● **Quoted passage**:
Currently three relatively distinct components comprise NAEP 
National NAEP reports student achievement for the nation as a whole 
relative to current content frameworks for each subject area. State NAEP 
reports results for each participating state on a more limited set of 
subjects and grades. The long-term-trend NAEP reports student results 
at the national level based on the content and format of assessment that 
has been common over the last several decades. 

A detailed recounting of the history of NAEP is outside the scope 
of this chapter. The following sources provide much more detailed 
information on how NAEP has evolved and what changes may lie ahead: 
Alexander and James (1987) 

Jones (1996) 

Glaser et al. (1997) 

Pelligrino, Jones, & Mitchell (1999) 

The National Center for Education Statistics within the U.S. 
Department of Education maintains a website that includes a wide range 
of information on the current NAEP: http://nces.ed.gov/ 
nationsreportcard/. 

The focus of this chapter is on how NAEP, as it exists today, may 
be useful to educators, in particular four aspects of NAEP that may be 
of wide interest and use. First, NAEP provides content frameworks for 
particular subjects that reflect a national consensus on what 4th-, 8th-, 
and 12th-grade students should know and be able to do. Second, the 
National Assessment Governing Board (NAGB), which Congress 
created in 1988 to set NAEP policy, has adopted performance standards 
for each grade and subject indicating Basic, Proficient, and Advanced 
mastery of the knowledge and skills specified in each of the content 
frameworks. Third, NAEP has contributed many innovations to the 
assessment of student achievement, and questions released by NAEP 
provide concrete examples of these innovations. Finally, NAEP 
continues to provide national normative data at the test question level 
as well as for the overall NAEP reporting scales. This chapter concludes 
with a discussion of planned or possible enhancements to NAEP that 
could further increase its usefulness to educators.

● **Dataset**:

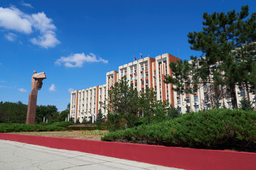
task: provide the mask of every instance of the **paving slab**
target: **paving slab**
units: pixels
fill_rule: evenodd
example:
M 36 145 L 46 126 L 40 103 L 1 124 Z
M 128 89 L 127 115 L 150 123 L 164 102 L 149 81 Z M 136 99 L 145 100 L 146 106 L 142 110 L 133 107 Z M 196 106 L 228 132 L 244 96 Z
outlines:
M 178 170 L 134 161 L 0 140 L 0 169 Z

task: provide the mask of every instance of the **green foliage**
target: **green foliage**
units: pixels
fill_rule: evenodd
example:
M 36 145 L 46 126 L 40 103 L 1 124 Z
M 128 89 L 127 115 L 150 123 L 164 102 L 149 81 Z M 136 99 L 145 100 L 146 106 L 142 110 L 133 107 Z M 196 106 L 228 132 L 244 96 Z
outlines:
M 65 130 L 66 128 L 65 128 L 55 125 L 0 123 L 0 132 L 64 131 Z
M 75 124 L 80 124 L 80 118 L 77 118 L 77 120 L 76 120 L 76 122 L 75 122 Z
M 46 120 L 48 119 L 48 123 L 58 121 L 58 109 L 55 106 L 36 106 L 36 123 L 39 123 L 43 120 L 43 117 Z
M 163 123 L 110 132 L 102 140 L 253 150 L 256 149 L 256 112 L 218 109 L 190 113 Z
M 119 114 L 134 114 L 138 111 L 139 96 L 137 90 L 134 89 L 133 84 L 128 85 L 125 76 L 115 83 L 108 91 L 108 103 L 101 103 L 109 110 Z
M 101 110 L 101 109 L 99 109 L 98 113 L 97 115 L 96 123 L 102 123 L 102 118 L 103 118 L 103 115 L 102 115 L 102 110 Z
M 55 123 L 49 124 L 48 125 L 59 126 L 59 127 L 68 127 L 68 126 L 72 125 L 74 125 L 74 123 L 70 121 L 68 121 L 68 122 L 55 122 Z
M 100 130 L 86 130 L 82 132 L 82 135 L 104 135 L 107 133 L 108 133 L 107 132 L 104 132 Z
M 191 63 L 171 62 L 174 76 L 166 76 L 165 82 L 174 84 L 182 94 L 196 91 L 198 85 L 225 86 L 233 108 L 238 108 L 235 86 L 256 86 L 256 13 L 250 17 L 245 6 L 240 13 L 204 13 L 203 18 L 203 30 L 189 33 L 188 37 L 191 48 L 204 57 L 191 56 Z
M 244 110 L 254 110 L 255 107 L 252 106 L 252 103 L 247 99 L 245 96 L 242 98 L 242 100 L 240 101 L 240 103 L 239 104 L 240 108 Z
M 67 127 L 68 130 L 107 130 L 106 126 L 87 126 L 87 127 Z
M 87 118 L 84 118 L 84 119 L 82 120 L 82 123 L 85 124 L 85 125 L 87 125 L 87 124 L 92 124 L 92 118 L 90 118 L 89 121 L 87 120 Z

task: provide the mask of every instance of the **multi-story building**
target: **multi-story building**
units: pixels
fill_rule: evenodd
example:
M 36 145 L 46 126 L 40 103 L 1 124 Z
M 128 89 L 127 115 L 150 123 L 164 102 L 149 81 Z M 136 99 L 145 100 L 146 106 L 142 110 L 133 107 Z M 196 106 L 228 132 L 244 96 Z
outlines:
M 187 110 L 198 111 L 199 110 L 208 109 L 213 106 L 208 101 L 209 86 L 201 86 L 198 91 L 193 94 L 181 94 L 174 91 L 173 84 L 166 84 L 164 82 L 164 75 L 172 75 L 169 64 L 176 62 L 178 58 L 170 55 L 164 54 L 156 56 L 154 59 L 149 57 L 142 58 L 134 62 L 119 66 L 118 72 L 111 71 L 106 74 L 106 84 L 90 87 L 80 91 L 71 91 L 70 117 L 75 121 L 79 118 L 80 122 L 84 118 L 87 120 L 92 117 L 97 118 L 99 109 L 103 115 L 107 115 L 107 110 L 100 107 L 100 102 L 105 102 L 108 98 L 110 88 L 126 76 L 129 84 L 132 83 L 134 88 L 138 91 L 144 92 L 146 87 L 153 88 L 156 92 L 156 99 L 161 101 L 168 101 L 173 107 L 178 109 L 180 113 Z M 244 86 L 237 86 L 237 101 L 239 102 L 242 96 L 246 96 L 252 101 L 255 105 L 256 91 L 249 93 Z M 219 103 L 220 107 L 232 108 L 230 98 L 223 98 Z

● **Exercise**: Write the next part of the passage about NAEP, picking up after its final sentence. The records have nothing to do with the NAEP passage.

● **Your response**:
The National Assessment 



731 



National Content Frameworks 

NAEP has contributed significantly to the dialogue about what 
we should be teaching students at the elementary, middle, and high 
school levels. There is of course a rich tradition of state and local control 
of schools, yet there is also a growing recognition that students will 
have to compete in a national, if not international, employment market. 
Thus while emphases may vary, there is surely a core set of skills that 
students will need in order to succeed in college, the workplace, 
avocational pursuits, and civic responsibility. Indeed, business and labor 
have expended extensive effort to define essential workplace skills 
through the Labor Secretary’s Commission on Acquiring Necessary 
Skills (SCANS) and later the National Skills Standards Boards. The 
NAEP content frameworks reflect an important effort to identify 
essential knowledge and skills for students in all states and local districts. 

A national consensus process is used. Several features of the content 
frameworks developed by NAEP make the frameworks noteworthy.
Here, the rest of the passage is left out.